=== Dataset content ===

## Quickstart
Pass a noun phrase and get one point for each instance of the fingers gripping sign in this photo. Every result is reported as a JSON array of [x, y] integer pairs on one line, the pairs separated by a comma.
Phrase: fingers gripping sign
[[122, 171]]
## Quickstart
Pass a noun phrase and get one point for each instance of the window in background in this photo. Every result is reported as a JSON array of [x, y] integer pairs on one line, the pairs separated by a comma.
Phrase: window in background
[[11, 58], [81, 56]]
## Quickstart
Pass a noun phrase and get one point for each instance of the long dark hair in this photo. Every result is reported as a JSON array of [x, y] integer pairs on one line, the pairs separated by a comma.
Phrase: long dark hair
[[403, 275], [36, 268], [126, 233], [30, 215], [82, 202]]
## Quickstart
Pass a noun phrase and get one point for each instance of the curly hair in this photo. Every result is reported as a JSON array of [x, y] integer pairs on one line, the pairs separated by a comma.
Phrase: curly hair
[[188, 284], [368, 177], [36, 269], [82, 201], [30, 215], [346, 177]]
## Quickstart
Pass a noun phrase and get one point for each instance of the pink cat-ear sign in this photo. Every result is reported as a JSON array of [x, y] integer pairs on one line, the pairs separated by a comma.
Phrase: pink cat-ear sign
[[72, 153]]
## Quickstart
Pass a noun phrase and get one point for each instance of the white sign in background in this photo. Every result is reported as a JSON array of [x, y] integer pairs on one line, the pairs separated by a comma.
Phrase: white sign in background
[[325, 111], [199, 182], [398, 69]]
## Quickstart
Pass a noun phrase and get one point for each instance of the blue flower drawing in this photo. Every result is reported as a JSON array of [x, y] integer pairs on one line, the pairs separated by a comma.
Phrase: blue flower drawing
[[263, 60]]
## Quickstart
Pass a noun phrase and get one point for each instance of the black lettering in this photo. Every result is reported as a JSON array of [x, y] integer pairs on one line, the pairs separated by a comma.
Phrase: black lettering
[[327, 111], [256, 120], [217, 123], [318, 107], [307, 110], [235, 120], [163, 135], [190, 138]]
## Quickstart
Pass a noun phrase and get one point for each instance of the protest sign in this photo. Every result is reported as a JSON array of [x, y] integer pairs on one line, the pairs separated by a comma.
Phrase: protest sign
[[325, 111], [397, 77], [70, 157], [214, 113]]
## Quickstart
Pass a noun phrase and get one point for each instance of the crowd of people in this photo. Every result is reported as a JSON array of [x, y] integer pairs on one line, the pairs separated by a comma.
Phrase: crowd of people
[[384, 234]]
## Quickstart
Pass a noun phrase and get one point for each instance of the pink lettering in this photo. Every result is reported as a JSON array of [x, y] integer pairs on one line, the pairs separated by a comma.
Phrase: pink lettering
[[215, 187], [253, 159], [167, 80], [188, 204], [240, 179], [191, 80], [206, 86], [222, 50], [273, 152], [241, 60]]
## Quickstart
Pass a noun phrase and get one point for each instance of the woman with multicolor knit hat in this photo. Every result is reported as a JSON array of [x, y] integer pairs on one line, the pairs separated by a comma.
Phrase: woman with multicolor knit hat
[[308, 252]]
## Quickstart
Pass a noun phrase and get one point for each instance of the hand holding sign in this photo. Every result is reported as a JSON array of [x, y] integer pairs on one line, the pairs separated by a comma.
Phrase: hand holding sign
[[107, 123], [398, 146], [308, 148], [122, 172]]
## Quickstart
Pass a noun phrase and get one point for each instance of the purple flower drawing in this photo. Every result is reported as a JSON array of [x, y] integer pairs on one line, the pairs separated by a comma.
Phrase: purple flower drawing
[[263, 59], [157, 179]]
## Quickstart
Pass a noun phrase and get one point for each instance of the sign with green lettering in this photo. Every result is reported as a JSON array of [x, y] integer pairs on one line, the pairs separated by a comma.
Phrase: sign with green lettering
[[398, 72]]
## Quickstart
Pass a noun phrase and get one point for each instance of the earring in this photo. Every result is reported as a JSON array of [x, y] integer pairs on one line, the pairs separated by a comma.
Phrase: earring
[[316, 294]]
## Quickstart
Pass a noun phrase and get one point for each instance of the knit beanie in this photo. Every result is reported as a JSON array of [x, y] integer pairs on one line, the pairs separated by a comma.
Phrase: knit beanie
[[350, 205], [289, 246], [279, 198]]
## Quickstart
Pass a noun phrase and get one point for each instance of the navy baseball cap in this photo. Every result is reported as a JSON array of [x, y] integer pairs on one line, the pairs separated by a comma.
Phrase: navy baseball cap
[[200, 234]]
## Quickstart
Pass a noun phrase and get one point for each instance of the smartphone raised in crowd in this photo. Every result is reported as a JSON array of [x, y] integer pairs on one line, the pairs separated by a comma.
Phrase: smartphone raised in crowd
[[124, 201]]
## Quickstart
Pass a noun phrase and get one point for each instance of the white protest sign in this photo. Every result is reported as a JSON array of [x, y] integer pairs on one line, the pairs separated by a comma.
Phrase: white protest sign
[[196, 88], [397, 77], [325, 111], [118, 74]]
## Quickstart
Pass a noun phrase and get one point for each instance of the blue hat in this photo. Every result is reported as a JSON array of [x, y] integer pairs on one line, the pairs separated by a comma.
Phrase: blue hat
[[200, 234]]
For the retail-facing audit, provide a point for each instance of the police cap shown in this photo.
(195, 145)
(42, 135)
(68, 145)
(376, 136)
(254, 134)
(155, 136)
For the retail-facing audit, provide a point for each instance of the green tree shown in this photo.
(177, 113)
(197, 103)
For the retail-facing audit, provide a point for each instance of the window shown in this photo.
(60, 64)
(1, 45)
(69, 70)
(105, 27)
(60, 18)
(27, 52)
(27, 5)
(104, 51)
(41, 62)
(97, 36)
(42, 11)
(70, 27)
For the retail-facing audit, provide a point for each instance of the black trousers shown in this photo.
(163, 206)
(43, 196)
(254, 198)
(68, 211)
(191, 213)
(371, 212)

===

» **Task details**
Rewrite these items with every "retail-facing" swapped for "in-store", leaving the rest unchanged.

» **Task response**
## Quickstart
Pass a noun phrase and get one point for each instance of the fingers gripping sign in this photo. Every result is reported as a JSON array of [x, y] integer pairs on one line, the pairs separated by a comma.
Phrase: fingers gripping sign
[[122, 171]]
## Quickstart
Pass a noun phrase and get one point for each instance of the window in background in this photo. Every result is reported as a JSON array of [x, y] integer pairs on one line, the pairs separated by a comma.
Phrase: window in background
[[11, 58], [81, 56]]
## Quickstart
Pass a noun phrase and get one point for each instance of the long dark hair in this photo. Every result is reported as a JSON array of [x, y] integer pairs on one line, the pairs separated by a comma.
Phrase: long dark hair
[[403, 275], [36, 268], [126, 233], [30, 215], [82, 202]]
## Quickstart
Pass a noun phrase and get one point for each instance of the curly hair in this photo. Every result is reported as a JSON array of [x, y] integer pairs on one line, the pairs separated by a comma.
Phrase: curly hair
[[188, 284], [368, 177], [36, 269], [82, 201], [30, 215], [346, 177]]
## Quickstart
Pass a noun phrase and get one point for each instance of the pink cat-ear sign in this photo. Every result is reported as a JSON array of [x, y] integer pairs on one line, the pairs separated by a comma.
Phrase: pink cat-ear sign
[[72, 153]]
## Quickstart
Pass a noun phrase and get one point for each instance of the white sign in background in this photo. Every result is reported as a JSON array of [x, y] integer pairs on one line, the pairs separated by a comma.
Phrase: white sign in background
[[325, 111], [199, 182], [398, 69]]
## Quickstart
Pass a noun phrase and get one point for each instance of the blue flower drawing in this photo. Every result is reported as a JSON array of [x, y] integer pairs on one line, the pairs separated by a comma.
Phrase: blue flower drawing
[[263, 60]]
## Quickstart
Pass a noun phrase and get one point for each instance of the black lettering in this photo. Every result is reported as a JSON array of [x, y] integer pairs on one line, the pairs separated by a comma.
Phrase: black lettering
[[327, 111], [256, 120], [217, 123], [318, 107], [307, 110], [235, 120], [163, 135], [190, 138]]
## Quickstart
Pass a noun phrase and get one point for each instance of the protest sign in this photo. Every result is reported as a JSON array of [x, y] integer pairs on one line, the pairs separated by a comma.
Phrase: protest sign
[[325, 111], [397, 77], [70, 157], [214, 113]]
## Quickstart
Pass a noun phrase and get one point for each instance of the crowd of people in this photo. Every result is reported as a JSON array of [x, y] integer pairs on one line, the pairs separated by a comma.
Phrase: crowd of people
[[384, 234]]
## Quickstart
Pass a noun phrase and get one point for each instance of the pink lettering in this photo. Every result is reported as a JSON array of [x, y] integer pairs on one line, the pairs separated by a comma.
Phrase: pink lettering
[[215, 187], [253, 159], [167, 80], [188, 204], [240, 179], [191, 80], [206, 86], [222, 50], [273, 152], [241, 60]]
## Quickstart
Pass a noun phrase and get one point for each instance of the woman with multicolor knit hat in this photo. Every result is reported as a JSON array of [x, y] integer pairs on one line, the pairs separated by a comma.
Phrase: woman with multicolor knit hat
[[308, 252]]
## Quickstart
Pass a noun phrase and get one point for each instance of the hand holding sign in this photo. Every result is reported as a JSON array of [x, y] integer pairs on one line, the pairs separated by a comma.
Phrase: hand holding sign
[[107, 123], [398, 146], [308, 148], [122, 172]]
## Quickstart
Pass a noun phrase and get one point for each instance of the purple flower drawing in this photo. Every result is reported as a JSON array of [x, y] integer pairs on one line, the pairs separated by a comma.
Phrase: purple flower drawing
[[263, 59], [157, 179]]
## Quickstart
Pass a noun phrase and get one point for each instance of the sign with green lettering in this photo. Every result is reported as a JSON array of [x, y] integer pairs on one line, the pairs separated by a comma.
Phrase: sign with green lettering
[[398, 72]]
## Quickstart
Pass a noun phrase and get one point for each instance of the earring in this photo. Every result is reported as a JSON array of [x, y] integer pairs on one line, the pairs separated by a comma.
Phrase: earring
[[316, 294]]
## Quickstart
Pass a noun phrase and get one point for each instance of the knit beanie in this photo. Every result is reported as a JSON array of [x, y] integer pairs on one line, the pairs separated by a comma.
Phrase: knit beanie
[[350, 205], [289, 246], [279, 198]]
## Quickstart
Pass a noun phrase and get one point for each instance of the navy baseball cap in this photo. Every result is reported as a JSON array of [x, y] integer pairs on one line, the pairs separated by a comma.
Phrase: navy baseball cap
[[200, 234]]
## Quickstart
Pass a noun phrase and get one point for each instance of the smartphone raised in crowd in this photo. Every result is reported as a JSON array of [x, y] integer pairs on one line, the pairs separated by a comma.
Phrase: smartphone raised in crowd
[[124, 201]]
## Quickstart
Pass a noun phrase and get one point for each instance of the white protest sign in this photo. Every result is reported as a JSON array of [x, y] integer pairs on one line, the pairs separated by a comma.
Phrase: white protest sign
[[196, 88], [397, 77], [325, 111], [118, 74]]
## Quickstart
Pass a noun phrase and get one point for each instance of the blue hat in this photo. Every result is reported as a JSON array of [x, y] integer pairs on one line, the pairs separated by a comma.
Phrase: blue hat
[[200, 234]]
For the in-store audit, provide a point for each instance of the police cap shown in this photo.
(195, 145)
(42, 135)
(68, 145)
(376, 136)
(254, 134)
(155, 136)
For the in-store audit, provide a point for each instance of the green tree shown in this photo.
(177, 113)
(197, 103)
For the in-store audit, provide a point for each instance of the window shown in this photo.
(60, 64)
(1, 45)
(69, 70)
(105, 27)
(60, 18)
(27, 52)
(27, 5)
(104, 51)
(41, 62)
(97, 36)
(42, 11)
(70, 27)
For the in-store audit, provide a point for each instance of the black trousers shown in this photo.
(163, 206)
(43, 196)
(254, 198)
(68, 211)
(191, 213)
(371, 212)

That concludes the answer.